L’impasse du Sionisme : La séparation ou le nettoyage ethnique ? L’enfermement par Israel de Gaza vise à accomplir les deux

Par

Cet article est tiré d'un discours prononcé lors de la Conférence pour le Droit au Retour et un État Démocratique laïque, qui s'est tenue à Haïfa le 21 Juin. Jonathan Cook est un écrivain et journaliste basé à Nazareth, Israël. Ses derniers livres sont "Israël et le choc des civilisations: l'Irak, l'Iran et le Plan pour Refaire le Moyen-Orient" (Pluton, 2008) et "Disappearing Palestine» (Zed, à paraître).

En 1895, Theodore Herzl, le prophète en chef du Sionisme, confiait dans son journal qu'il n'était pas en faveur du partage de la Palestine avec les autochtones. Mieux, il écrivait, «tenter de faire partir discrètement la population (palestinienne) sans le sou de l’autre côté de la frontière en lui refusant un emploi dans notre propre pays.

## Consignes de l'exercice
• 1. D'après l'extrait sur le sionisme, où et à quelle date s'est tenue la conférence lors de laquelle le discours a été prononcé ?
• 2. Rédigez la suite de l'extrait sur le sionisme à partir de sa dernière phrase, s'il vous plaît.
Ces lignes viennent d'une autre source.

Une série de lignes
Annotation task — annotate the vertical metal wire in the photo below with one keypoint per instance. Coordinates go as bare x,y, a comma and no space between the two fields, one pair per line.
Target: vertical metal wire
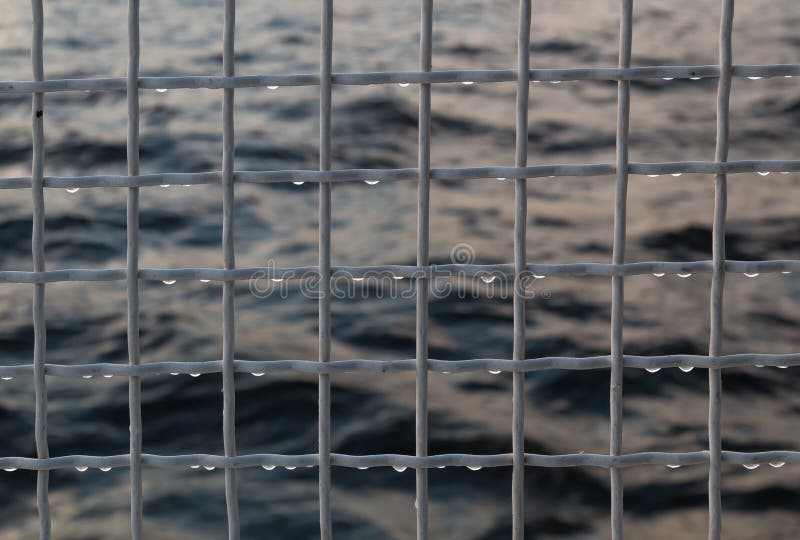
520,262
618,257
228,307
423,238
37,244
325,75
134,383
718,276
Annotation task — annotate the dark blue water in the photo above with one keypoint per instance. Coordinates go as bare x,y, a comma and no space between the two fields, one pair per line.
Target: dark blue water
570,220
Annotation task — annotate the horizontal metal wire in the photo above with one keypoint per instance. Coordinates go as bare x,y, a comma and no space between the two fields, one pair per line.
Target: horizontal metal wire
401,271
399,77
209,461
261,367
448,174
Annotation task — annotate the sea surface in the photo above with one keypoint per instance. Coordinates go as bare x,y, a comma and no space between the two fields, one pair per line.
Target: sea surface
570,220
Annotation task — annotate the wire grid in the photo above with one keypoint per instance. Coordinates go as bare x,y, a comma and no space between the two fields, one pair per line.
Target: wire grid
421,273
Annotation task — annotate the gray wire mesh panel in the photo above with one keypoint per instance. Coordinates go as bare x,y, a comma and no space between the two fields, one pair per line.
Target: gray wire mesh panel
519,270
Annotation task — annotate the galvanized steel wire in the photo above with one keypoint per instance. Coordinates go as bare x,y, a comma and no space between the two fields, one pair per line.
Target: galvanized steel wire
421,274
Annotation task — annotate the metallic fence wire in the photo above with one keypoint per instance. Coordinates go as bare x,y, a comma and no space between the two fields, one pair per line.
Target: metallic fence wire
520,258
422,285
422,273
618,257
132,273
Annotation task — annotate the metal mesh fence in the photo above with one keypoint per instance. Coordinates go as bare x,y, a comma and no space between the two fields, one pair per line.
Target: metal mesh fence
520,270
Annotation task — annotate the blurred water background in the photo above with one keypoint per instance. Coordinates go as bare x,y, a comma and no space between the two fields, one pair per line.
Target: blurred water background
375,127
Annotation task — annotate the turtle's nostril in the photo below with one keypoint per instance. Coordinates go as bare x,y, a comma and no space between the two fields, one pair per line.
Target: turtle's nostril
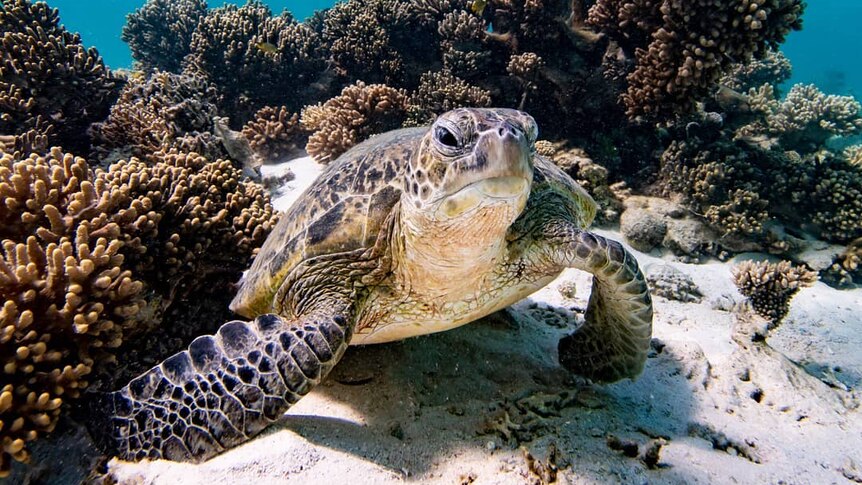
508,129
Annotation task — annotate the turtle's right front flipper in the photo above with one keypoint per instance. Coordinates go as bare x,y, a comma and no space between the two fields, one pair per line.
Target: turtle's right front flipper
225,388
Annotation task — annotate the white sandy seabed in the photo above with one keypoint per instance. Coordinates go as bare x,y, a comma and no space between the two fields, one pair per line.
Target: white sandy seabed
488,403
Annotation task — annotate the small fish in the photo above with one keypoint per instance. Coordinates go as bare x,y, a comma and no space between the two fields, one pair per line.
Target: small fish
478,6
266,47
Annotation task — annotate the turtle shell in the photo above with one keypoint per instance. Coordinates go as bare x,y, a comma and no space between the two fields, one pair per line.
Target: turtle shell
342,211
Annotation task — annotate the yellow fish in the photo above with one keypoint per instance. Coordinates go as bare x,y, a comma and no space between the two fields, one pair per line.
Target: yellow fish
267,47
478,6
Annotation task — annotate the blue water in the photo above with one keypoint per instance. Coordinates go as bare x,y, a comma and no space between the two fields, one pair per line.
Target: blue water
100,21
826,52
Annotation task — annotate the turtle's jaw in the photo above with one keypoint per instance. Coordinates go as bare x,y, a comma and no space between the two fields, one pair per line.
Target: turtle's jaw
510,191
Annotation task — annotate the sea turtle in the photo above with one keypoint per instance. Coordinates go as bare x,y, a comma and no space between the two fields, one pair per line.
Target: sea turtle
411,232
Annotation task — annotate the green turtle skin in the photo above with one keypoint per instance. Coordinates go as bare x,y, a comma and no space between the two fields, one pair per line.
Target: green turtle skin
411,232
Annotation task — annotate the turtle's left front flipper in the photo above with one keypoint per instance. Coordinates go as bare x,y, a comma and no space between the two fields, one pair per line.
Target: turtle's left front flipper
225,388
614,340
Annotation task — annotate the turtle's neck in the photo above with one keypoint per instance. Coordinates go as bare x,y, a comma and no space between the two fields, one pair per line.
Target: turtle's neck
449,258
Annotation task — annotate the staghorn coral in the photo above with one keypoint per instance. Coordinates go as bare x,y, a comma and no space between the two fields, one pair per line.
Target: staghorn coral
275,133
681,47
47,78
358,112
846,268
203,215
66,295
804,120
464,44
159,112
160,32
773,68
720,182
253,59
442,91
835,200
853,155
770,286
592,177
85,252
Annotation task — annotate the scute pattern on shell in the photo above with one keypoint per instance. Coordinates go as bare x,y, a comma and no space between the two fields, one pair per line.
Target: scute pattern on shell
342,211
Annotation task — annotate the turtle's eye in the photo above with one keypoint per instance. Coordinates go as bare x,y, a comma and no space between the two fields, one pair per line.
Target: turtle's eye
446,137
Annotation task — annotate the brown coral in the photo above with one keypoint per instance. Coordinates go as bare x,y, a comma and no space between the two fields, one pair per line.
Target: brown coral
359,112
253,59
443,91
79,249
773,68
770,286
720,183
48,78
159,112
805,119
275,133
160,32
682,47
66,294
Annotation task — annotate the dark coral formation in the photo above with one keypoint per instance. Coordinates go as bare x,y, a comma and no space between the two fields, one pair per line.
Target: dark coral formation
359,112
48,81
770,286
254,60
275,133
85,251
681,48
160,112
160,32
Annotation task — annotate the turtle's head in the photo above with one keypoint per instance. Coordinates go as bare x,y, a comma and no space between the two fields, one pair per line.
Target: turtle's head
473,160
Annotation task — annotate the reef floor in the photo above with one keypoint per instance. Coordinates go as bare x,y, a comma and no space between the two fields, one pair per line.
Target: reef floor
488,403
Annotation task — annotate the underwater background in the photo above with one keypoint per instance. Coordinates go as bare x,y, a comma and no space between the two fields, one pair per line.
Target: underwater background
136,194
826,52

## Réponses ci-dessous
• 1. À Haïfa, le 21 juin.

• 2.
Le processus d'expropriation et l'élimination des pauvres devront être effectués discrètement et avec circonspection."

Il proposait un programme d'émigration palestinienne exécuté par une politique de séparation stricte entre les immigrants juifs et la population autochtone.

En termes simples, il espérait que, lorsque les organisations sionistes auraient acheté de vastes surfaces de la Palestine et mis la main sur les principaux secteurs de l'économie, les Palestiniens pourraient être forcés de partir en leur refusant le droit de travailler la terre ou de travailler dans l’économie dirigée par les Juifs. Sa vision était celle d’un transfert, ou d’un nettoyage ethnique, à travers une séparation ethnique.

Herzl suggérait que deux solutions sionistes possibles au problème d'une majorité palestinienne vivant en Palestine - la séparation et le transfert – n’étaient pas nécessairement des alternatives mais qu’elles pouvaient se renforcer mutuellement.

Ce n'est pas tout : Il pensait que si elles étaient utilisées conjointement, le processus de nettoyage ethnique pourrait apparaître comme volontaire, le choix des victimes. Il semblerait que cela soit son héritage le plus durable et son innovation majeure pour installer le colonialisme.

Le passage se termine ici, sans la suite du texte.